▶ Excerpted passage:
Director’s Statement:

Raising a teenage son is far more difficult than making a documentary film, but to attempt to do both simultaneously is madness. In Photographic Memory, I try doing both. At first, I imagined my film, shot in a French village where I had found work as a wedding photographer 38 years ago, might be a kind of Proustian meditation on lost love, the accuracy and fallacy of memory, and what it means to take a photograph. My son would have none of this. “That’s so boring, Dad!“ So I placed scenes of him throughout the film, and now it is not so boring. In fact some moments in the film are fairly outrageous. But if I may say so, it’s still stubbornly Proustian.

 


 

Production

St. Quay Films – Boston

St. Quay Films, based in Boston, USA, is an independent documentary production company created in 2009 by Marie Emmanuelle Hartness and Ross McElwee. Photographic Memory is its first film.

French Connection Films – Paris

French Connection Films produces reports, documentaries, corporate videos, film shorts and music videos.Their work has broadcast on the Arte, France 3, France 5, TVE (Spain), YLE (Finland), AVRO (Netherlands), RTP (Portugal), Canal Plus (Africa, Poland), SBS (Australia), RAI (Italy), TV5 Monde, Voyage, Odyssee, Seasons, MCM Africa, and KTO Television.

La Lucarne – Paris

An open window for documentary creativity, La Lucarne (the skylight) is that rare place on television that welcomes idiosyncratic non-fiction works. Disseminated by Arte / France, its shows are made available to viewers in France, Germany, Belgium, and Austria. La Lucarne de ARTE recently celebrated its first decade, during which it showcased work by established filmmakers (Chris Marker, Alain Cavalier, Naomi Kawase, Alexandre Sokourov, Lech Kowalski) as well as programs by emerging documentarians.

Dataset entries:
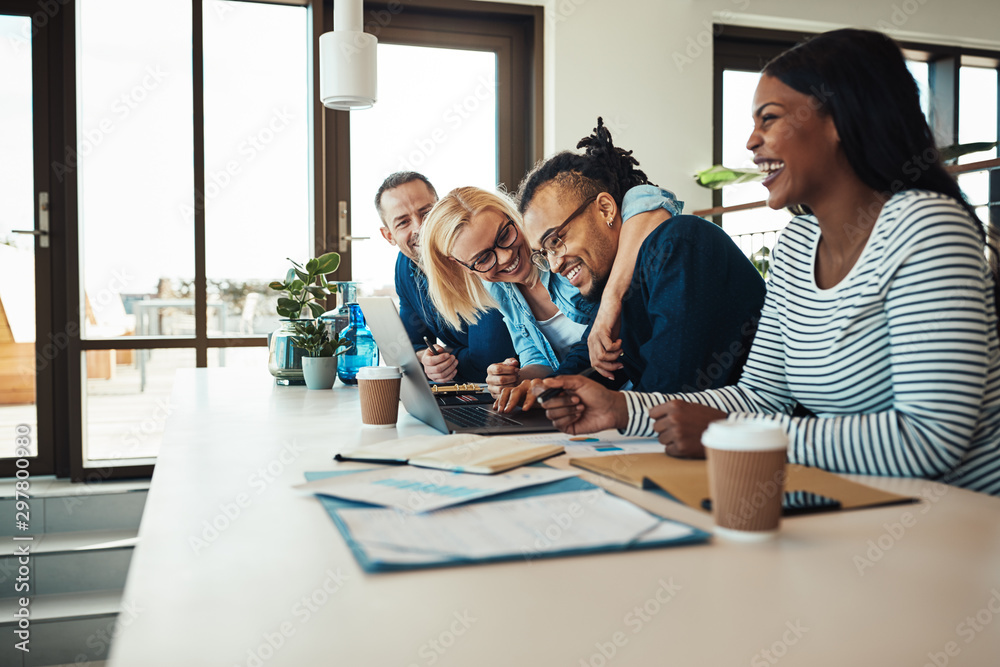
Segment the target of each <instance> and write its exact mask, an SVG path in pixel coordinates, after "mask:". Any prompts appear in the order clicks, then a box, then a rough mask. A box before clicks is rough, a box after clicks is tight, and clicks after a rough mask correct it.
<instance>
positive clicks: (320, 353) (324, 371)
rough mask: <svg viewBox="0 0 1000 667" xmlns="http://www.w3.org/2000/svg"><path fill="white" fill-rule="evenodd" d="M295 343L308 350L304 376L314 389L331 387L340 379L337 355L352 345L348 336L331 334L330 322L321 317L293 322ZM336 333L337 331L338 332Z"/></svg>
mask: <svg viewBox="0 0 1000 667" xmlns="http://www.w3.org/2000/svg"><path fill="white" fill-rule="evenodd" d="M292 329H293V330H294V331H295V335H294V336H292V345H294V346H295V347H296V348H298V349H300V350H304V351H305V356H304V357H302V376H303V378H305V381H306V386H307V387H309V388H310V389H330V388H331V387H333V383H334V382H335V381H336V379H337V362H338V359H337V355H339V354H340V353H341V352H343V351H344V349H345V348H347V347H349V346H350V344H351V342H350V341H349V340H347V339H346V338H335V339H334V338H331V337H330V330H329V328H328V327H327V325H326V324H325V323H323V322H320V321H319V320H308V321H303V320H296V321H293V322H292ZM334 336H336V334H334Z"/></svg>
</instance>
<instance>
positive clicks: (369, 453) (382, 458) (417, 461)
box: [335, 434, 563, 475]
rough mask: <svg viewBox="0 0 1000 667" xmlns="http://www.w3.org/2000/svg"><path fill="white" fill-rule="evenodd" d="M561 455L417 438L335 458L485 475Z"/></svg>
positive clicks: (433, 437)
mask: <svg viewBox="0 0 1000 667" xmlns="http://www.w3.org/2000/svg"><path fill="white" fill-rule="evenodd" d="M562 453H563V447H562V445H558V444H551V442H546V441H541V442H526V441H524V440H520V439H515V438H506V437H487V436H482V435H473V434H457V435H418V436H413V437H411V438H400V439H398V440H393V441H389V442H379V443H376V444H372V445H366V446H364V447H359V448H358V449H354V450H351V451H349V452H343V453H341V454H337V456H336V457H335V458H336V459H337V460H338V461H373V462H378V463H409V464H410V465H414V466H421V467H424V468H438V469H441V470H455V471H458V472H474V473H480V474H485V475H492V474H494V473H498V472H503V471H504V470H511V469H513V468H517V467H518V466H523V465H527V464H529V463H535V462H536V461H541V460H543V459H547V458H549V457H552V456H557V455H558V454H562Z"/></svg>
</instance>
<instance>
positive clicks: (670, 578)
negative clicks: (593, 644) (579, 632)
mask: <svg viewBox="0 0 1000 667" xmlns="http://www.w3.org/2000/svg"><path fill="white" fill-rule="evenodd" d="M656 583H657V584H659V585H658V586H657V588H656V590H654V591H653V594H652V595H651V596H650V597H649V598H647V599H646V601H645V602H643V603H642V604H641V605H636V606H635V607H633V608H632V609H630V610H629V611H628V612H626V613H625V615H624V616H623V617H622V623H623V624H624V625H625V627H626V628H627V629H628V630H630V631H631V633H632V636H635V635H638V634H639V633H640V632H642V631H643V629H644V628H645V627H646V626H647V625H649V624H650V623H651V622H652V621H653V619H654V618H655V617H656V616H657V614H659V613H660V612H661V611H663V608H664V607H665V606H666V605H667V604H669V603H670V602H671V600H673V599H674V598H675V597H677V593H678V592H680V591H681V590H683V587H682V586H681V585H680V584H675V583H674V579H673V577H670V578H669V579H667V580H666V581H664V580H663V579H660V580H658V581H657V582H656ZM629 639H630V636H629V634H627V633H626V632H625V630H618V631H616V632H613V633H612V634H611V636H610V637H609V638H608V640H607V641H598V642H594V648H595V651H594V652H593V653H591V654H590V655H589V656H587V657H586V658H580V661H579V663H577V664H578V665H579V667H605V666H606V665H608V664H610V662H611V661H612V660H614V659H615V657H616V656H617V655H618V654H619V652H620V651H621V650H622V649H623V648H625V647H626V646H628V642H629Z"/></svg>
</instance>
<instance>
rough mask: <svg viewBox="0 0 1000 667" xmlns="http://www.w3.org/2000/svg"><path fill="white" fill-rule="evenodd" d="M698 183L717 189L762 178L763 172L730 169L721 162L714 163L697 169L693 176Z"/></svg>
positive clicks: (740, 169) (761, 178)
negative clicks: (706, 168) (697, 169)
mask: <svg viewBox="0 0 1000 667" xmlns="http://www.w3.org/2000/svg"><path fill="white" fill-rule="evenodd" d="M694 178H695V180H696V181H697V182H698V185H700V186H702V187H704V188H709V189H712V190H718V189H719V188H721V187H723V186H726V185H736V184H738V183H751V182H753V181H759V180H762V179H763V178H764V174H763V173H761V172H759V171H757V170H756V169H730V168H729V167H723V166H722V165H721V164H717V165H714V166H712V167H709V168H708V169H704V170H702V171H699V172H698V173H697V174H695V176H694Z"/></svg>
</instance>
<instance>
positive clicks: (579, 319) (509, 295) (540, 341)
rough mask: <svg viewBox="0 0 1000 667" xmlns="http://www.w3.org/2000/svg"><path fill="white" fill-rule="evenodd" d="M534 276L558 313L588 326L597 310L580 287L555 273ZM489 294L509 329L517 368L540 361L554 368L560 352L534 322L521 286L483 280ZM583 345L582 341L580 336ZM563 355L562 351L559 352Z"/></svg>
mask: <svg viewBox="0 0 1000 667" xmlns="http://www.w3.org/2000/svg"><path fill="white" fill-rule="evenodd" d="M538 279H539V280H540V281H541V282H542V284H543V285H544V286H545V288H546V290H548V292H549V296H550V297H552V303H554V304H555V306H556V308H558V309H559V311H560V312H561V313H563V314H564V315H566V317H568V318H569V319H570V320H572V321H573V322H576V323H577V324H582V325H584V326H589V325H590V323H591V322H592V321H593V319H594V315H596V314H597V306H598V304H597V303H596V302H589V301H587V300H586V299H584V298H583V296H582V295H581V294H580V291H579V290H578V289H576V288H575V287H573V285H572V284H570V282H569V281H568V280H566V279H565V278H563V277H562V276H561V275H559V274H558V273H551V272H549V271H540V272H539V277H538ZM486 288H487V289H488V290H489V292H490V296H492V297H493V299H494V300H495V301H496V302H497V308H498V310H499V311H500V312H501V313H503V319H504V323H505V324H506V325H507V330H508V331H509V332H510V338H511V341H513V343H514V351H515V352H516V353H517V358H518V360H519V361H520V362H521V368H524V367H525V366H531V365H534V364H540V365H543V366H548V367H549V368H552V369H555V368H557V367H558V366H559V361H560V355H557V354H556V352H555V350H554V349H553V348H552V344H551V343H550V342H549V340H548V338H546V337H545V334H544V333H543V332H542V329H541V327H539V326H538V320H536V319H535V316H534V314H533V313H532V312H531V308H530V307H529V306H528V302H527V300H526V299H525V298H524V295H523V294H521V290H519V289H518V288H517V285H514V284H513V283H486ZM580 340H581V341H582V344H583V345H586V341H585V340H584V339H583V338H582V337H581V339H580ZM563 356H564V355H563Z"/></svg>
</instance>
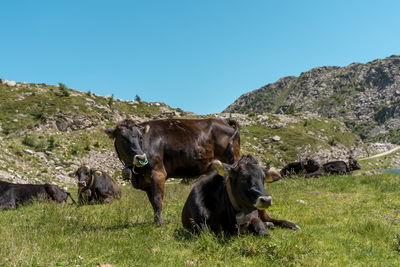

▶ Activity list:
[1] Restate the director's statement from the words "Raising a teenage" through "still stubbornly Proustian.", altering "wedding photographer" to "portrait photographer".
[2] Extend the passage on Photographic Memory and its production companies, starting after its final sentence.

▶ Responses per task:
[1]
Raising a teenage son is far more difficult than making a documentary film, but to attempt to do both simultaneously is madness. In Photographic Memory, I try doing both. At first, I imagined my film, shot in a French village where I had found work as a portrait photographer 38 years ago, might be a kind of Proustian meditation on lost love, the accuracy and fallacy of memory, and what it means to take a photograph. My son would have none of this. “That’s so boring, Dad!“ So I placed scenes of him throughout the film, and now it is not so boring. In fact some moments in the film are fairly outrageous. But if I may say so, it’s still stubbornly Proustian.

[2]
 



What the Critics are Saying

Tomatometer Critics 94% | Audience 64%

Praise for Ross McElwee’s PHOTOGRAPHIC MEMORY

“Beguiling…What [McElwee] finds in “Photographic Memory” is utterly delightful.”
- Lou Lumenick, New York Post

“McElwee is a homespun philosopher who finds exceptional moments in everyday life and records it all through his camera lens.” - Leonard Maltin, Indiewire

“The most Proustian of Mr. McElwee’s documentaries.” - Stephen Holden, The New York Times

“Some might characterize what filmmaker Ross McElwee does as navel-gazing. But in the hands of this veteran documentarian, that which might be self-indulgent egomania from a lesser artist is often the stuff of quiet revelation…simple, genuinely moving.”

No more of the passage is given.